Document passage:
——————
Too little known on early birth

  • Posted

Posted 19/11/2012

Experts have warned that more research is needed to find out how to reduce the number of babies born early.

Prematurity is the second most common cause of death for children under five. A study of 39 developed countries suggest the number could be cut by measures such as stopping multiple IVF pregnancies, but this would only be a reduction of 5% and experts writing in the Lancet say the reason for many early births remains unknown and much more research is needed.

It is estimated that 15 million babies are born before the 37th week of pregnancy and the rates are rising almost everywhere. There is however limited understanding as to why this is happening or what could be done. An estimated 1.1 million premature babies die each year and most are born just a few weeks early in developing countries where they die from a lack of simple care. Experts believe developed countries can also cut the rates and child health experts from organisations including the World Health Organisation, Save the Children and the London School of Hygiene and Tropical Medicine looked at what could be done in the 39 most developed countries if these recognised measures were implemented:

1.    Stopping smoking;
2.    Promoting single pregnancies in IVF treatment;
3.    Reducing by 80% planned caesarean sections, which are often carried out before due dates, unless there is a medical reason;
4.    Providing progesterone supplements to women with high risk pregnancies and cervical stitches for women with a weak cervix.

If all of these were implemented, it is suggested that premature births could be prevented for 58,000 babies. At the World Prematurity Day on the 17th November, experts said the reductions which could be achieved by 2015 would vary from 8% in the US to much smaller reductions in European countries and only 2% in the UK.
——————
Extracted entries:
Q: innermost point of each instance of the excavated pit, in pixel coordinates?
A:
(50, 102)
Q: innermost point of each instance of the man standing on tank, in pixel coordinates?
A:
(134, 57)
——————
Prompt 1:
Copy the passage of the article on premature births that opens with the words containing "Too little known" and closes with "babies born early.".
Prompt 2:
Pick up the article on premature births after its last sentence and carry on writing it.
The rows were taken from a separate source unrelated to the article on premature births.

Answer box 1:
Too little known on early birth

  • Posted

Posted 19/11/2012

Experts have warned that more research is needed to find out how to reduce the number of babies born early.

Answer box 2:
A Dr Joy Lawn of Save the Children, who is part of the Born Too Soon initiative that seeks to cut prematurity rates, said: “Our analysis shows that the current potential for pre-term birth prevention is shockingly small. Our hope is that the proposed target of 5% reduction in pre-term births in high income countries will motivate immediate programme action and the 95% knowledge gap will motivate immediate strategic research. Research should also focus on pre-term birth causes and solutions in low income countries where pre-term birth rates are the highest and the underlying causes may be much simpler to address”.  

In the Lancet, Jane Norman and Andrew Shennan of Tommy’s Centre for Maternal and Fetal Health at the University of Edinburgh said: “Until considerable strides have been made in our understanding of how, why and when pre-term births occur and the effects that this has on both mother and baby, pre-term births will remain a major public health problem from which no country in the world is immune”.